Stated exercise: From the blog entries below, copy word for word the passage that begins at "Marriage is hard." and ends after "give one another.".

Given text:
Tuesday, April 28, 2009

Encouragement

My first year of homeschooling is almost over and I have learned as much, if not more, than my son. I've had some very discouraging moments and also moments that I will cherish for the rest of my life.

But most importantly I've come to realize that I can do this. And my children will benefit. I have learned that the art of homeschool is about taking advantage of the little moments. It's about catching the questions as they come. Curiosity is a sign of intelligence.

This morning my two oldest children prayed to receive Christ. They were ready and I was there and it was a profound moment.

I watched them play in the backyard while I made dinner and wondered just who they will become - and what part I will play in shaping their lives. Then I stumbled across this article listing ten famous homeschoolers. The list is impressive:

- Agatha Christie
- Pearl S. Buck
- Alexander Graham Bell
- Thomas Edison
- Ansel Adams
- Robert Frost
- Woodrow Wilson
- Mozart
- Laura Ingles Wilder
- Louisa May Alcott

The article goes on to say "Louisa May Alcott studied mostly with her dad, but had a few lessons from family friends Henry David Thoreau, Ralph Waldo Emerson and Nathaniel Hawthorne. Can you imagine? "

The writer in me is giddy at this list. It was just what I needed to finish out this year with confidence.

Wednesday, April 22, 2009

Quadro-Mom

"Oh, you're the one with all the babies!" She shook my hand cautiously, as though fertility were contagious.

I smiled, unsure whether that was a compliment or an insult. "Yup. That's me."

So it's official. Just call me Quadro-Mom. The transition from three children to four is amazing in terms of how people perceive me. It seems I've crossed an invisible line from normal to nut-job. The reactions are even more extreme considering all my critters are boys.

I often don't know how to respond to these random comments. Reality for me is that I must take all my children with me when I run errands. I have no family in town to babysit my kids. My husband works long hours, six days a week, and most people don't feel comfortable watching four children for a friend. I usually buy my stamps at Sams because it's easier to strap a few kids in a jumbo shopping cart than drag everyone into the post office. I often save important phone calls for drive time in the van when the kids are buckled in and watching a movie. And after many trips to Wal-Mart with my crew I'm tempted to have a few tee shirts made so I can nip the inevitable comments in the bud:

"Yes I have my hands full."

"Yes I know what causes this."

"Yes they are all mine." or "I enjoy taking kids grocery shopping so much that I picked up a few spares on the way."

The truth is that it's hard to parent four very small children. It's hard to juggle diaper changes, nursing, cooking, home-schooling, cleaning, being a wife, and writing full time. It's hard. And I struggle to find the balance so I don't tip over into crazy woman mode. But I'm also learning that the most worthwhile things in life are hard.

Marriage is hard. We've had to dig deep this year and love each other on purpose.

Parenting is hard. Raising four kids is no joke and we often fall into bed with nothing left to give one another.

Writing is hard. My spare time is measured in minutes, not hours, but my third published book will come out in October - with three more in the next two years.

At the end of the day I believe that hard is good. Hard makes us better. Hard makes us work to perfect the things that matter. Hard makes us die to self and rely on God's strength, not our own.

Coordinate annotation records
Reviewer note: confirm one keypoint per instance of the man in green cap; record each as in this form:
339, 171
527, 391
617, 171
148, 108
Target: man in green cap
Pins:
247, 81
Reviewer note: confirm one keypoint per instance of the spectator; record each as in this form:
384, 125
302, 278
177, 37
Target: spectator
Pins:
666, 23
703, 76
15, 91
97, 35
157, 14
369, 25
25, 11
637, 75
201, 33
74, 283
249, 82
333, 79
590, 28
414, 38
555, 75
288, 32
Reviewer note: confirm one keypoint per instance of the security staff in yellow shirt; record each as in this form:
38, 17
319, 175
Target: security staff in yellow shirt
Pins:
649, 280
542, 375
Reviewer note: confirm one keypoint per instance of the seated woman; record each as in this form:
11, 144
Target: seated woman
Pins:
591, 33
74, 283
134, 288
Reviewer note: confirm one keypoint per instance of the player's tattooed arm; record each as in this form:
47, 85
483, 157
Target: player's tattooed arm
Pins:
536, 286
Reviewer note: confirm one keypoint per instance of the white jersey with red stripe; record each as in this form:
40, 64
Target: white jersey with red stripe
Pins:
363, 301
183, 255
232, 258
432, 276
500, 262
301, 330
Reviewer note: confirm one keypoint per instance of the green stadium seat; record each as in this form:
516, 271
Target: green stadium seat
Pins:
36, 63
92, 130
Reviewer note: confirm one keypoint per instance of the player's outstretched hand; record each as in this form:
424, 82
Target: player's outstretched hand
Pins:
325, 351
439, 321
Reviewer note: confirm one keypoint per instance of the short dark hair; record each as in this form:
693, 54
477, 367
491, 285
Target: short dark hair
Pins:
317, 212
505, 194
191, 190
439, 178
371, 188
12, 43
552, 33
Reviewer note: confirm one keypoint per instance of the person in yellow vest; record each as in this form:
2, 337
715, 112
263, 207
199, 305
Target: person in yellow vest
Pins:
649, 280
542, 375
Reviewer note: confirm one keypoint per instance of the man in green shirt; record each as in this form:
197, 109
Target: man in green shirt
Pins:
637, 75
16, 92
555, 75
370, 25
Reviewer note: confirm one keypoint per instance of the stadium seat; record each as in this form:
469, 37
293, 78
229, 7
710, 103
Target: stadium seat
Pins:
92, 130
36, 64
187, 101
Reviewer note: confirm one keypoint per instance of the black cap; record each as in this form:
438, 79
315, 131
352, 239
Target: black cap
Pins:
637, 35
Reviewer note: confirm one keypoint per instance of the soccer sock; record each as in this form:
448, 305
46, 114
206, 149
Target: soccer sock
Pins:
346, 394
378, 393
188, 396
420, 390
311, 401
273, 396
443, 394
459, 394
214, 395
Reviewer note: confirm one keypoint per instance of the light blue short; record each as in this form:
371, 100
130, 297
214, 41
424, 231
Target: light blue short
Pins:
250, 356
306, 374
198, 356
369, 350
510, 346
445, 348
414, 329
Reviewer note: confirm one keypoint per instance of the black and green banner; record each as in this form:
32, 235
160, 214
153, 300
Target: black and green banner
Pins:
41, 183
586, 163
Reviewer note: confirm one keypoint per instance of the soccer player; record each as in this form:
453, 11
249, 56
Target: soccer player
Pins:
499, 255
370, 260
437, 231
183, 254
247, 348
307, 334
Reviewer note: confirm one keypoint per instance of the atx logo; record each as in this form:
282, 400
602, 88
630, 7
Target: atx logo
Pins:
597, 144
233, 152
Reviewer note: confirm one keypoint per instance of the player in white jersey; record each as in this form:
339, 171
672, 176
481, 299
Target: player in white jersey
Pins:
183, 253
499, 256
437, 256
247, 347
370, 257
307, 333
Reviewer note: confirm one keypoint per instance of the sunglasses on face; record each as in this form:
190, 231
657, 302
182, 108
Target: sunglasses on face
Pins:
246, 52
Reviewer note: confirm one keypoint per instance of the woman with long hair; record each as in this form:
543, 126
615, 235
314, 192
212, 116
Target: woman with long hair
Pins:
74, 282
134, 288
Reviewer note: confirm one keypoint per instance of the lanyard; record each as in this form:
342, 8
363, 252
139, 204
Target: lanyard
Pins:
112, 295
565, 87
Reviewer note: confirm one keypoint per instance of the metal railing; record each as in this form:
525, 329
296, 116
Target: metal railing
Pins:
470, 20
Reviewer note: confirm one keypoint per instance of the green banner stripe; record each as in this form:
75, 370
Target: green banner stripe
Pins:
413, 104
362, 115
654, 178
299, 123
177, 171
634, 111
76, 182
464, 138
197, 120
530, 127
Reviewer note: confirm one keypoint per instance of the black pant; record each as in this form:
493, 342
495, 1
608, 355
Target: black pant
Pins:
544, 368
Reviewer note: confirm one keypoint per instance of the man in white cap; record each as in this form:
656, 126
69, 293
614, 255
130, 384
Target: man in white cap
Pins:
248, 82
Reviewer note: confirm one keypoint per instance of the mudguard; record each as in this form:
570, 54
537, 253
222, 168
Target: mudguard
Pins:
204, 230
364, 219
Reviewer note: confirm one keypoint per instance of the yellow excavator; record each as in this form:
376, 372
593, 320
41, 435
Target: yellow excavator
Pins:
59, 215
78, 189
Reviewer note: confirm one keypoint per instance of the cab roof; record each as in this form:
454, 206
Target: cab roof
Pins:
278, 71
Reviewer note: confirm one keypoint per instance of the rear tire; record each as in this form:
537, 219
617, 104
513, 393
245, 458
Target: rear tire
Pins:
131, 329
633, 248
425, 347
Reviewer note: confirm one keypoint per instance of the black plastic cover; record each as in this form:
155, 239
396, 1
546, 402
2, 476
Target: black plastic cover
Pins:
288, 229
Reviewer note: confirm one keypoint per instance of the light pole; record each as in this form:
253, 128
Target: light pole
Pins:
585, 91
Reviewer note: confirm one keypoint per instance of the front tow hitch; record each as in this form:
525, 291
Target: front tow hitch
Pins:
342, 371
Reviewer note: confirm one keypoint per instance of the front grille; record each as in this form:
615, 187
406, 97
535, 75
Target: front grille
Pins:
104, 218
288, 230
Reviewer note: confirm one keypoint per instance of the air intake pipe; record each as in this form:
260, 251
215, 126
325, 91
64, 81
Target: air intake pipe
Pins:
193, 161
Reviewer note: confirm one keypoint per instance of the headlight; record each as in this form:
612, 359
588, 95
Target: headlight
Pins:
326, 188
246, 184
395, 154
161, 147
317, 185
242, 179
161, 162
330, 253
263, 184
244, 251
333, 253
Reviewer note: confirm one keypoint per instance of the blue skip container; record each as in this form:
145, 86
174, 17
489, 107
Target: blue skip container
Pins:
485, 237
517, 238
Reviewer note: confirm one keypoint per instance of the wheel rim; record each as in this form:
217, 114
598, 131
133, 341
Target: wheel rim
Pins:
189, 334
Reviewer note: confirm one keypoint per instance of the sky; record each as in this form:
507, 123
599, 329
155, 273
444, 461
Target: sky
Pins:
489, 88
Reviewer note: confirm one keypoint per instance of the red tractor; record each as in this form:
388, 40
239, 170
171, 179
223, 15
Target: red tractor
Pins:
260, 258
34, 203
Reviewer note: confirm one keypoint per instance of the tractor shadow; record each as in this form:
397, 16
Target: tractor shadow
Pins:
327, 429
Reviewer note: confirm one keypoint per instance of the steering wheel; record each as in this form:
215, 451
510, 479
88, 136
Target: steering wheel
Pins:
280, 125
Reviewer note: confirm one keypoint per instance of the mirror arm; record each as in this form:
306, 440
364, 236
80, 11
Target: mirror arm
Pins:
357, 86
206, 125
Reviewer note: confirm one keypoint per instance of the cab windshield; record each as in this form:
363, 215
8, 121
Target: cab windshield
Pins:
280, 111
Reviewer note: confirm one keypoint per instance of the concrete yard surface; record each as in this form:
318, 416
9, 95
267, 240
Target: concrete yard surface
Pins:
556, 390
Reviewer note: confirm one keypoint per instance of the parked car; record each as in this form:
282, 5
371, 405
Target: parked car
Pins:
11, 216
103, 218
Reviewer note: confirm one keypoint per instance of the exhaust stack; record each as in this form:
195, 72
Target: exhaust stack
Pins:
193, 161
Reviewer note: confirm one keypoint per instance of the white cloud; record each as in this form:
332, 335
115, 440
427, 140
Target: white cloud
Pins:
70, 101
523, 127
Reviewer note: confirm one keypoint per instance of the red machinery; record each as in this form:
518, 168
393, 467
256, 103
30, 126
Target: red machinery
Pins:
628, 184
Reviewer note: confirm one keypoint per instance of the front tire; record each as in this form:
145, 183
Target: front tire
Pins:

Task solution:
Marriage is hard. We've had to dig deep this year and love each other on purpose.

Parenting is hard. Raising four kids is no joke and we often fall into bed with nothing left to give one another.